▶ WHAT YOU WILL DO
The answer is a stretch of the material below, returned exactly: the line containing "spot the red spool.", the line containing "spot the yellow metal beam.", and all lines between.

▶ INFORMATION SUPPLIED
------------------------
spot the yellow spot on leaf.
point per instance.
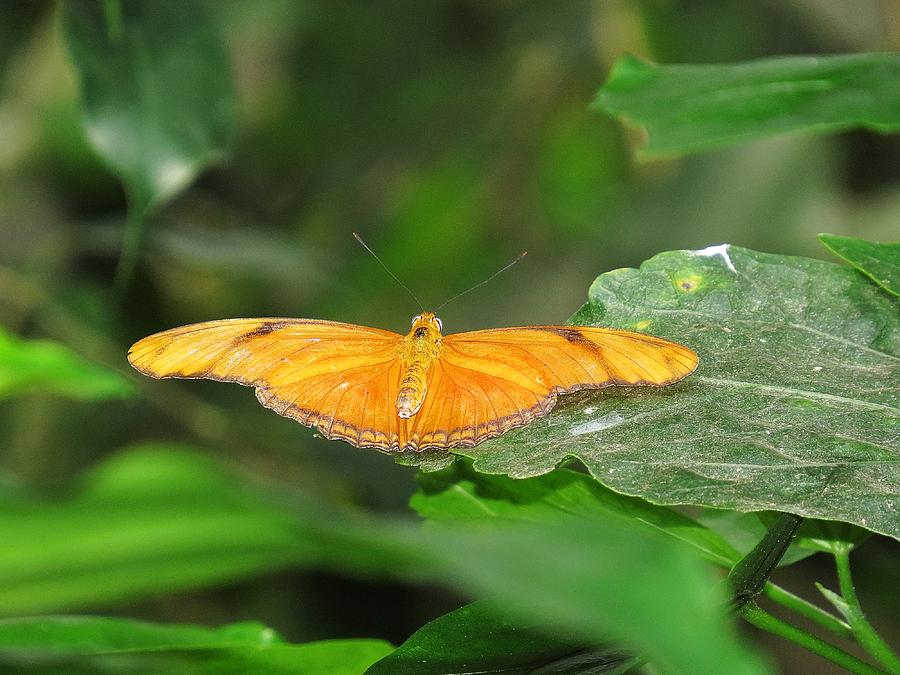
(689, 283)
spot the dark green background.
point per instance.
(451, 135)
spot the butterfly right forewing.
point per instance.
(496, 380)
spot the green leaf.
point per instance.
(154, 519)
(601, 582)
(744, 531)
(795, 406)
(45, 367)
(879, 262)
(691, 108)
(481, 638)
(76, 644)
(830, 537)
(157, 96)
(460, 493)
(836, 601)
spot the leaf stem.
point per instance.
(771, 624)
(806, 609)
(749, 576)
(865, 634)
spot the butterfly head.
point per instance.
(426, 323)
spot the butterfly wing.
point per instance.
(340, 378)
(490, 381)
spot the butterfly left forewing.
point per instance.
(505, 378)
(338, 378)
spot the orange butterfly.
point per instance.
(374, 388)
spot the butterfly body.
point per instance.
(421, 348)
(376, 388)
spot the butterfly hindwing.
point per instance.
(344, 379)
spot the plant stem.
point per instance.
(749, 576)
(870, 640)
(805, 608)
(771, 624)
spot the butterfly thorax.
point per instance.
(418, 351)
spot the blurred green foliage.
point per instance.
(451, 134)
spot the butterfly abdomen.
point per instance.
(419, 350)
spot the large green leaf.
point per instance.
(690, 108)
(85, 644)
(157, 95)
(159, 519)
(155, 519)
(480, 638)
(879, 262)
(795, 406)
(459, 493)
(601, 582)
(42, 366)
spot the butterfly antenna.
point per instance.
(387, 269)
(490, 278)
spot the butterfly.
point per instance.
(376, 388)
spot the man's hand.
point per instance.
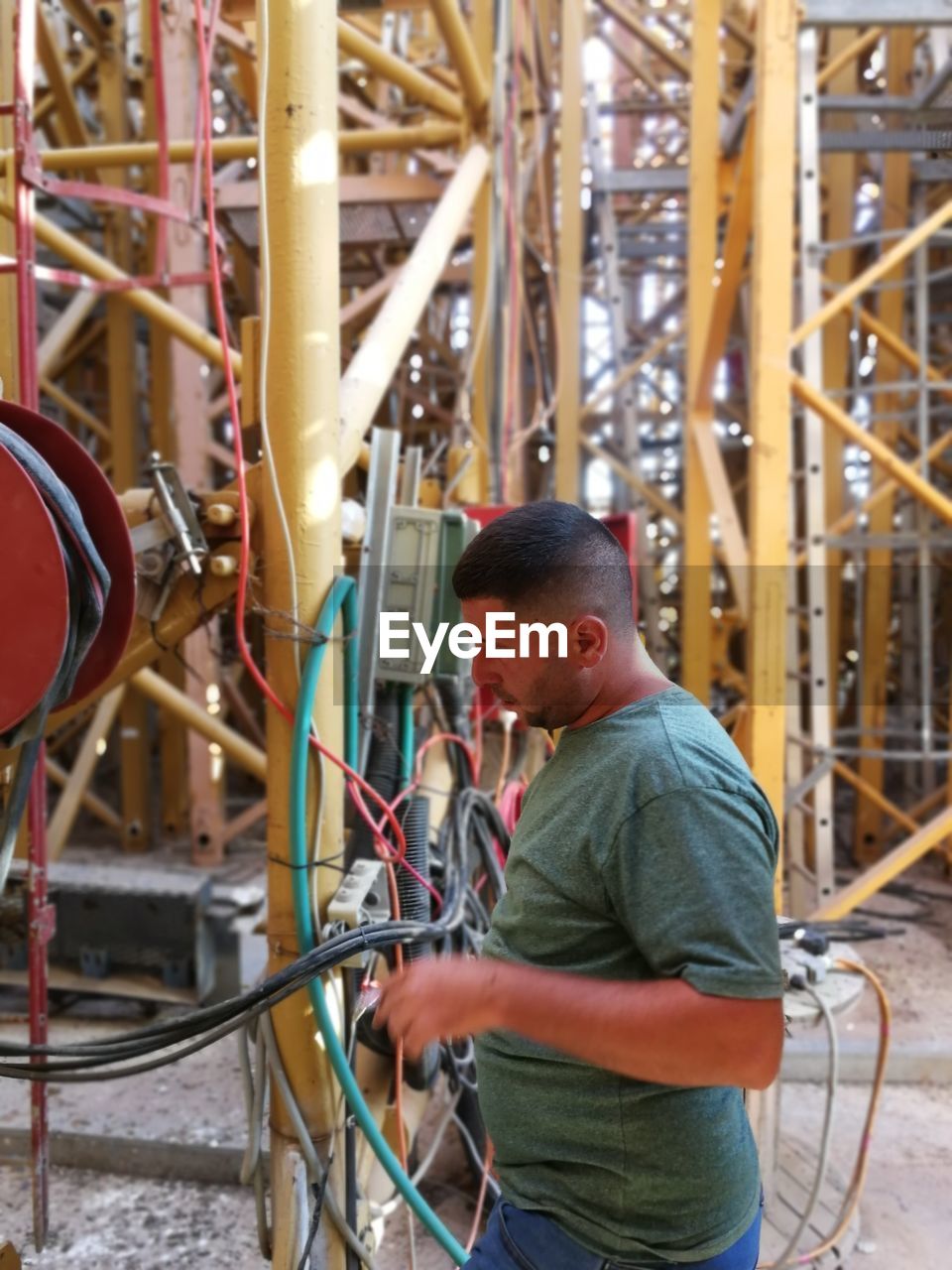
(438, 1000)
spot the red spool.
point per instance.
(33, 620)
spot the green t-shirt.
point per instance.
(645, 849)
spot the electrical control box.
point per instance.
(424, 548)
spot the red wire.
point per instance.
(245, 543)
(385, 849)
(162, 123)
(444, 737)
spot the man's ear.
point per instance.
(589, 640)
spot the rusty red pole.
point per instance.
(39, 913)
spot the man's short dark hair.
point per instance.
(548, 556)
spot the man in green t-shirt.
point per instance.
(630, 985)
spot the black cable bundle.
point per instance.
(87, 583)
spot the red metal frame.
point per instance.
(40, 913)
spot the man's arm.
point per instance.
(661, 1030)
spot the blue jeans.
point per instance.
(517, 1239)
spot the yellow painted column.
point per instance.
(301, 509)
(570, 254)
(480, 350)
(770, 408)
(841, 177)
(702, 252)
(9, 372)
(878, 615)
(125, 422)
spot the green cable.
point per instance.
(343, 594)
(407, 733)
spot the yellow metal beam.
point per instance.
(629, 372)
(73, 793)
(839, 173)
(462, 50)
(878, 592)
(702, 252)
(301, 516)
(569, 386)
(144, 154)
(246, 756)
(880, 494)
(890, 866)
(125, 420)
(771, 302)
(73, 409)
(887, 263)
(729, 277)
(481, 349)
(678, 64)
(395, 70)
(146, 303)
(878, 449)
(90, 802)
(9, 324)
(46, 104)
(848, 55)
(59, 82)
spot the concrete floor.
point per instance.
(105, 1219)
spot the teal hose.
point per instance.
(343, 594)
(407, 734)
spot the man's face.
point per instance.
------------------------
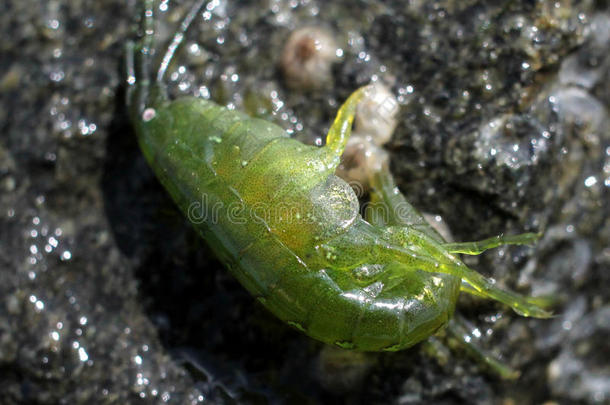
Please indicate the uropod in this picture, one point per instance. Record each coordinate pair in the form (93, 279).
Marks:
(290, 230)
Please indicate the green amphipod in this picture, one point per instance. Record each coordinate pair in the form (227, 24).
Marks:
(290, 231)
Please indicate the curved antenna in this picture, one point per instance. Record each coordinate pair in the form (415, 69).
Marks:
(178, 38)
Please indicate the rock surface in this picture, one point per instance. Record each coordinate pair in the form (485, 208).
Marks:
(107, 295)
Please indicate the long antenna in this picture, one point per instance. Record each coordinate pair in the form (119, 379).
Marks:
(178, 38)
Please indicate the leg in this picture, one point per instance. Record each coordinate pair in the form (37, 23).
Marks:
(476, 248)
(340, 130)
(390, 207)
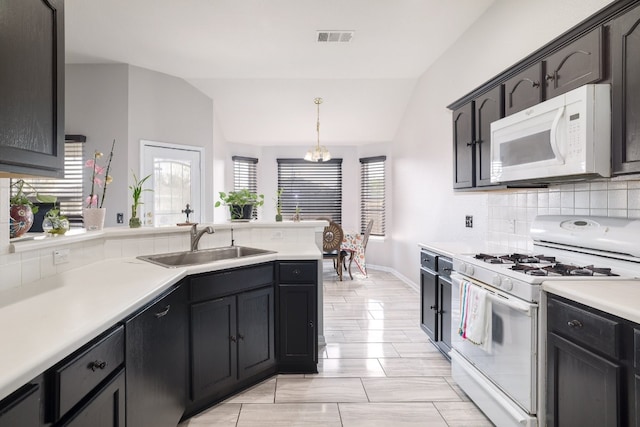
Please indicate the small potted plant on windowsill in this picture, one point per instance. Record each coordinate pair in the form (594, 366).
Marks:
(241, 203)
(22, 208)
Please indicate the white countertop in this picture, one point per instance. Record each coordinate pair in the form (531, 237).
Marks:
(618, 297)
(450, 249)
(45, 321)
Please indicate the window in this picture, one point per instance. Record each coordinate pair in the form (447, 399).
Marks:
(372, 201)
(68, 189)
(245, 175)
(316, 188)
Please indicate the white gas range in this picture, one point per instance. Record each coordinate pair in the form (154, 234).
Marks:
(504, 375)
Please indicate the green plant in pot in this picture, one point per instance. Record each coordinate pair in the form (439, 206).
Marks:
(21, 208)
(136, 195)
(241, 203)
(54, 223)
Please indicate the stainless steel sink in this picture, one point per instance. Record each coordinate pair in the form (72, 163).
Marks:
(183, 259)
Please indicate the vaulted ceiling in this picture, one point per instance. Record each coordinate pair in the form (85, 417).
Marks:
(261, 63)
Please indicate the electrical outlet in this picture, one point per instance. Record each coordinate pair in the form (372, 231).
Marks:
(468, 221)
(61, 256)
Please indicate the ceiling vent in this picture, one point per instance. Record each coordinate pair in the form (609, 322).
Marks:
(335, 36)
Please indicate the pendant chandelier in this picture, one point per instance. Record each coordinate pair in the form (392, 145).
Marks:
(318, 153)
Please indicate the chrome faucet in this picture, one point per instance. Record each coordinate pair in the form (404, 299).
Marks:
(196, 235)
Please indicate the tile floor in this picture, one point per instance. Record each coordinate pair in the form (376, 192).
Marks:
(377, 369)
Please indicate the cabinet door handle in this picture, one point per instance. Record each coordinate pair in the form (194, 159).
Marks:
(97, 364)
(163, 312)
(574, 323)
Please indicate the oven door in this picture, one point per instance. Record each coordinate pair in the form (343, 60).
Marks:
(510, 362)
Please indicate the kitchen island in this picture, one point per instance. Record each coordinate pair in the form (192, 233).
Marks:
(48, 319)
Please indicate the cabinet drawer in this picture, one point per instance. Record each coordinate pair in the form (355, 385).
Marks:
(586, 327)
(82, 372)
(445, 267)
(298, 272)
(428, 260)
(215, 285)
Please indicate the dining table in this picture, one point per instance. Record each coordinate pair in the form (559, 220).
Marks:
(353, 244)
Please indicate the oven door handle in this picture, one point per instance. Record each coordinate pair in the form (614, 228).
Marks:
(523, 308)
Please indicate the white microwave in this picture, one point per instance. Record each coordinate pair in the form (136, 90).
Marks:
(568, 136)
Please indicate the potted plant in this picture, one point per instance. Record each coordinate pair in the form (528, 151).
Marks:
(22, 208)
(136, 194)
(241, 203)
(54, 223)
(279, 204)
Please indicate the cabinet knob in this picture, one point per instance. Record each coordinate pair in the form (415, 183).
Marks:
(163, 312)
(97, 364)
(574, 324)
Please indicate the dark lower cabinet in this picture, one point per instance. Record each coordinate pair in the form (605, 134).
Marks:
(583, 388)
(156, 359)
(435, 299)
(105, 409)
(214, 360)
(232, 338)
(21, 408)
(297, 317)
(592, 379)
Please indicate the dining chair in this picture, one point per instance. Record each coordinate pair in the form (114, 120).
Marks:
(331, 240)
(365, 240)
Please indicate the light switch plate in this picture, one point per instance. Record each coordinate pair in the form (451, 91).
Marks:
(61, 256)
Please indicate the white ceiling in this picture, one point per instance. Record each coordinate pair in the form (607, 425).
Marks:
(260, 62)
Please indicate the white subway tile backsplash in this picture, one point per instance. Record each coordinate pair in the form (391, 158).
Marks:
------------------------
▶ RESPONSE FOR THIS EXERCISE
spot the red spool.
point per instance.
(33, 620)
spot the green t-shirt.
point per instance.
(645, 849)
spot the electrical control box.
point per instance.
(424, 548)
spot the red wire.
point per instance.
(245, 543)
(385, 849)
(162, 123)
(444, 737)
spot the man's ear.
point per instance.
(589, 640)
spot the rusty red pole.
point per instance.
(39, 913)
spot the man's short dark hair.
point per instance.
(548, 556)
spot the man in green t-shirt.
point per instance.
(630, 985)
spot the black cable bundle.
point per instance.
(87, 583)
spot the red metal frame.
point per instance.
(40, 913)
spot the man's arm.
point per instance.
(661, 1030)
spot the blue jeans.
point per instance.
(517, 1239)
spot the yellow painted column.
point per instance.
(301, 509)
(570, 254)
(480, 350)
(770, 408)
(841, 177)
(702, 252)
(9, 372)
(878, 615)
(125, 422)
spot the green cable.
point per instance.
(343, 594)
(407, 733)
spot the yellow metal beam.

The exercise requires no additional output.